### WHAT THIS TASK INVOLVES
Beginning with the line that contains "Target: blue sky" and ending with the line that contains "wooden panel, the", reproduce the lines of the entries below exactly, omitting pictures.

═════ RECORDS SHOWN ═════

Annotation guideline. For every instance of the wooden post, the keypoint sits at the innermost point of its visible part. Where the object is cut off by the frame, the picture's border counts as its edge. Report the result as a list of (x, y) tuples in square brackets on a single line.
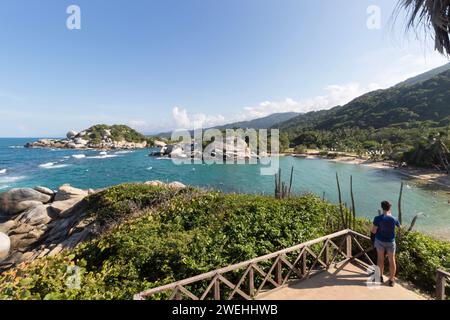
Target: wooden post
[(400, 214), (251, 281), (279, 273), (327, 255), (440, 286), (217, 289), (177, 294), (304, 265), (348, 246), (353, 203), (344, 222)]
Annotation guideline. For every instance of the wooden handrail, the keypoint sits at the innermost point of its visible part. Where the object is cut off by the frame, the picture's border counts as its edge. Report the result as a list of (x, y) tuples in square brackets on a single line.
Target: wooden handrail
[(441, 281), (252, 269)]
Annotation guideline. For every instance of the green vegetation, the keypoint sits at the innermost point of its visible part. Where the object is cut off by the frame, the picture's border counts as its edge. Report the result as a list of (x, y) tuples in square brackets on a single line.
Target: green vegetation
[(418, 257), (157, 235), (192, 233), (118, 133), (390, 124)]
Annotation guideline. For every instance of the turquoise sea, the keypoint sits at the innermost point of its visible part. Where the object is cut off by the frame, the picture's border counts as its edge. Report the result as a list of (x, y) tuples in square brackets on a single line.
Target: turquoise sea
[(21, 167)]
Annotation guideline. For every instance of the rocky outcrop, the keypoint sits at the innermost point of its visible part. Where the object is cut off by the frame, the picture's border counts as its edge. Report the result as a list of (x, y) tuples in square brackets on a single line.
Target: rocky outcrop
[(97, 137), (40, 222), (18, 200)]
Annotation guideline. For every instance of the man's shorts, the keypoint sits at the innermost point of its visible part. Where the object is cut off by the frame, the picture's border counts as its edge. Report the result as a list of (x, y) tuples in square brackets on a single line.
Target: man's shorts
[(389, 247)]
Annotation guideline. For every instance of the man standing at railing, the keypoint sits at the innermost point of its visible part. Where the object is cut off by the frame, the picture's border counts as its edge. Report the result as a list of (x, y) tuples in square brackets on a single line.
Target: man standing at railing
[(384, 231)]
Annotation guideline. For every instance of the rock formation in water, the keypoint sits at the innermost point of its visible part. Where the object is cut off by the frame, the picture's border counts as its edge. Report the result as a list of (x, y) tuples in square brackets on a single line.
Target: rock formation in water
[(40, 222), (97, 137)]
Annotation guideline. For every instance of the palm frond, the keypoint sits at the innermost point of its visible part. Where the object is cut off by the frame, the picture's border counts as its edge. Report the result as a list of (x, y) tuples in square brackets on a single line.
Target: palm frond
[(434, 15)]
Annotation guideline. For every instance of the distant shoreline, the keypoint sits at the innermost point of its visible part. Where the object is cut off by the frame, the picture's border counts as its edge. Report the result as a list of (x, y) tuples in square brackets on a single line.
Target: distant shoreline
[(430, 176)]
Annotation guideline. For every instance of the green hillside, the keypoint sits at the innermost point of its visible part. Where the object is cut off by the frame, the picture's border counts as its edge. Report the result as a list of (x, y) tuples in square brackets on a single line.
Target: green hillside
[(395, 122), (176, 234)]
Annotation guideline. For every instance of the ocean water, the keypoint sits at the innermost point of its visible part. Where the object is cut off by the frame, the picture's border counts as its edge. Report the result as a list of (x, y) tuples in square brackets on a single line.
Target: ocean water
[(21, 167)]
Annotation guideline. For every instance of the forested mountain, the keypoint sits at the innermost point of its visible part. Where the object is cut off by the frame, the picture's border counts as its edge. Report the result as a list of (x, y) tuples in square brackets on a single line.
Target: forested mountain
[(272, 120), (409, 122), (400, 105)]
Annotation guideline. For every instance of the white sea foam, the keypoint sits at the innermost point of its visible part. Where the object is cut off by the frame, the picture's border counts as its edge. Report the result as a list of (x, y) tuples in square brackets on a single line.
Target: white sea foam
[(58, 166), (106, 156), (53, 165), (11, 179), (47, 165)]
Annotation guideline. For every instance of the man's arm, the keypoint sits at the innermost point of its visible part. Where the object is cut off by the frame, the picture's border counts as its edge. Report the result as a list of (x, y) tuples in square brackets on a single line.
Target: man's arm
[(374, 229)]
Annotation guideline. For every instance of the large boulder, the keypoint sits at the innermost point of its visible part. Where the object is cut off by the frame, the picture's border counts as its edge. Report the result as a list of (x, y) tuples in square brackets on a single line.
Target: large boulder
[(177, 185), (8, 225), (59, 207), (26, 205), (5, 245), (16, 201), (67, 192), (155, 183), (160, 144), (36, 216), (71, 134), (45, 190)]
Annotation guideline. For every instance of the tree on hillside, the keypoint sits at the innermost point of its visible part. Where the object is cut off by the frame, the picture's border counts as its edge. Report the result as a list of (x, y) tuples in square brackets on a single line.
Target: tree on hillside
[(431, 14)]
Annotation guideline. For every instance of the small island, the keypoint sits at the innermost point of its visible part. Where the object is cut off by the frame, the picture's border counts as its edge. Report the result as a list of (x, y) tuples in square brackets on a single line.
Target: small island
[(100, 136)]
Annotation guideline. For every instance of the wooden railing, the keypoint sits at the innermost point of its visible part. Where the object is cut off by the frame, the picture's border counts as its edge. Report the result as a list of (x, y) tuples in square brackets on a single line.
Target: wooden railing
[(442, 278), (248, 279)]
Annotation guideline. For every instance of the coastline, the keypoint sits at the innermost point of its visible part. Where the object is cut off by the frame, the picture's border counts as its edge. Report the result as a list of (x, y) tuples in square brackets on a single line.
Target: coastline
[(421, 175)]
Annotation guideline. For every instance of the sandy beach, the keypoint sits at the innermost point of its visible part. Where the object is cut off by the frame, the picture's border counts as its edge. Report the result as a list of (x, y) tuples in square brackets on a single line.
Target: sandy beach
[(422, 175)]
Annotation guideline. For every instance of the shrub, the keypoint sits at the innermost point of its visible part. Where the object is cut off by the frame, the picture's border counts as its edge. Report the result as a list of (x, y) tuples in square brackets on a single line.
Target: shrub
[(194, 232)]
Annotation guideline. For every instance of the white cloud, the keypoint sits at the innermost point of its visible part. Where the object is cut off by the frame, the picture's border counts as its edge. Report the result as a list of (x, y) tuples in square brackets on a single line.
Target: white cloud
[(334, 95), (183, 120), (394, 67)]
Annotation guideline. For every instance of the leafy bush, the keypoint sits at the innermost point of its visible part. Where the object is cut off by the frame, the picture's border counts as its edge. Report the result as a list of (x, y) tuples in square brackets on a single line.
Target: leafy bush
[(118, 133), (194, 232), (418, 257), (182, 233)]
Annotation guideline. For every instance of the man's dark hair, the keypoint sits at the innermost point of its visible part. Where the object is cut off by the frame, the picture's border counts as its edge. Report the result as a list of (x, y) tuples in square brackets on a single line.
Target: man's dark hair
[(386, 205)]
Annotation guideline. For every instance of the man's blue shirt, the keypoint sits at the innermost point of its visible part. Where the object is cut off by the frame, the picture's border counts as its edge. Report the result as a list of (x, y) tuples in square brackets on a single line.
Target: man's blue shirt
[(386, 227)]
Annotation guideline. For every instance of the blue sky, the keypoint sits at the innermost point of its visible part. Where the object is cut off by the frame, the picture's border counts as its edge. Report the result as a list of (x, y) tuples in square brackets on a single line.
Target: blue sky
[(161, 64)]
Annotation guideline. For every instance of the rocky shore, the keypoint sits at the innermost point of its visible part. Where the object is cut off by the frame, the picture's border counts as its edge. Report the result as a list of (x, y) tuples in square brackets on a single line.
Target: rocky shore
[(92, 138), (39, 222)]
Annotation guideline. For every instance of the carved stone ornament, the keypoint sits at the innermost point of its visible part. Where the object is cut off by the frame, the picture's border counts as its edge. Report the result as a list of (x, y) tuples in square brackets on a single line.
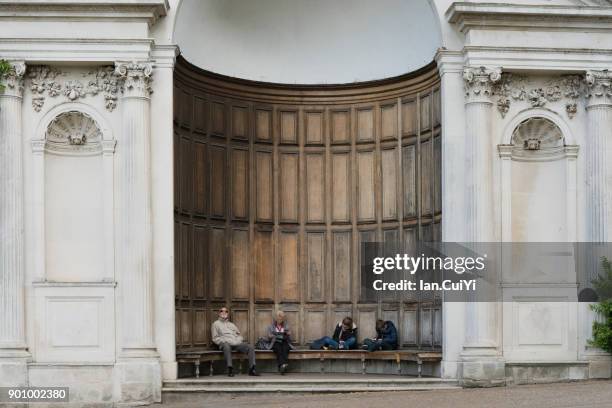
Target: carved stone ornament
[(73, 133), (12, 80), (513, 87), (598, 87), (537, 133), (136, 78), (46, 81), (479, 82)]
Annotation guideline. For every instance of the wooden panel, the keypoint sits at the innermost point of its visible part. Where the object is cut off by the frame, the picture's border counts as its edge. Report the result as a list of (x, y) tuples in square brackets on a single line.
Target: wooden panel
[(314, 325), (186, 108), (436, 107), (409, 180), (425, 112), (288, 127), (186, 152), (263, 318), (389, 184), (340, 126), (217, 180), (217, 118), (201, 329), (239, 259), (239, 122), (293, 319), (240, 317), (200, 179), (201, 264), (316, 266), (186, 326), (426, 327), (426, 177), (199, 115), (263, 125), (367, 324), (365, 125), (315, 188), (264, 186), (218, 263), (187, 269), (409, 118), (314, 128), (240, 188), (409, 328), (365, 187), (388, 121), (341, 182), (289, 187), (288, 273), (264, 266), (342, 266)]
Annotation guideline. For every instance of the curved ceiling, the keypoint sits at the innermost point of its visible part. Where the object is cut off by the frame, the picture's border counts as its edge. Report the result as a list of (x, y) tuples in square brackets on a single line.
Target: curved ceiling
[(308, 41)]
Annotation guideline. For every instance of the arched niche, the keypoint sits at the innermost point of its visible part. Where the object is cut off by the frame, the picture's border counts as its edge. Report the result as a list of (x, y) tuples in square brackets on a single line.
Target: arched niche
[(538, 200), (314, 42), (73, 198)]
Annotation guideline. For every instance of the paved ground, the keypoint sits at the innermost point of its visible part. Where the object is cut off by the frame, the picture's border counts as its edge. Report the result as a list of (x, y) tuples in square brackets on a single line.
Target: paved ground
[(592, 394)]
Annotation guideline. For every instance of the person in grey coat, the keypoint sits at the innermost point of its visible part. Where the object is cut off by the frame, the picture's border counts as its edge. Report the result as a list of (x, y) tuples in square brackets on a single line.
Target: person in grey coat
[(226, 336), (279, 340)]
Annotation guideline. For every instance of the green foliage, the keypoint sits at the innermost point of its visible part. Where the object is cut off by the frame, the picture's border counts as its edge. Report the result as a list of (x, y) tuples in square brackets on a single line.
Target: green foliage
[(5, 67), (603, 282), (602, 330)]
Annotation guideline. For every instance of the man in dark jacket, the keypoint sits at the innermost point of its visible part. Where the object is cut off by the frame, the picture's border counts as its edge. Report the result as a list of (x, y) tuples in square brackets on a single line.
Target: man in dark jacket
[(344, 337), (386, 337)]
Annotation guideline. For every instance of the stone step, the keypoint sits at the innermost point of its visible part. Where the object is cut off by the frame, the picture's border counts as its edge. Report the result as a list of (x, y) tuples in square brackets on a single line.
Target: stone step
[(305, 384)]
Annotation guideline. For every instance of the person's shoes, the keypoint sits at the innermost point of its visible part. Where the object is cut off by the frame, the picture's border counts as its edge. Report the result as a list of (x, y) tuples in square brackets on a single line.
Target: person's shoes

═════

### SOLVED EXERCISE
Target: blue sky
[(161, 64)]
Annotation guideline. For every instance of the rocky shore, the keypoint sits at the innermost point of its visible part. Where the object is cut off by the frame, the picture's border counts as its edge. Report the result as a list of (x, y) tuples in square brackets on a single line.
Target: rocky shore
[(92, 138), (39, 222)]
Annotation guideline. For every instance of the carved stone ornament, the keypoint sits at the innermost point of its visible part. Where the object is cut off by the frame, the picture's border counts as its edge. Report the result as a list of (x, y) tuples in square brackets on a single line.
Target: carved stone ornament
[(73, 133), (12, 80), (513, 87), (598, 87), (537, 133), (136, 78), (46, 81), (479, 82)]
Annotation guideline. For every instance of the wooden panel, the keypoint sits at the innermost point of its visible part. Where the object is cut off by the frame, the picture's border counts as its edge. Report the result as a list of (x, y) tuples in square brackets on a single line.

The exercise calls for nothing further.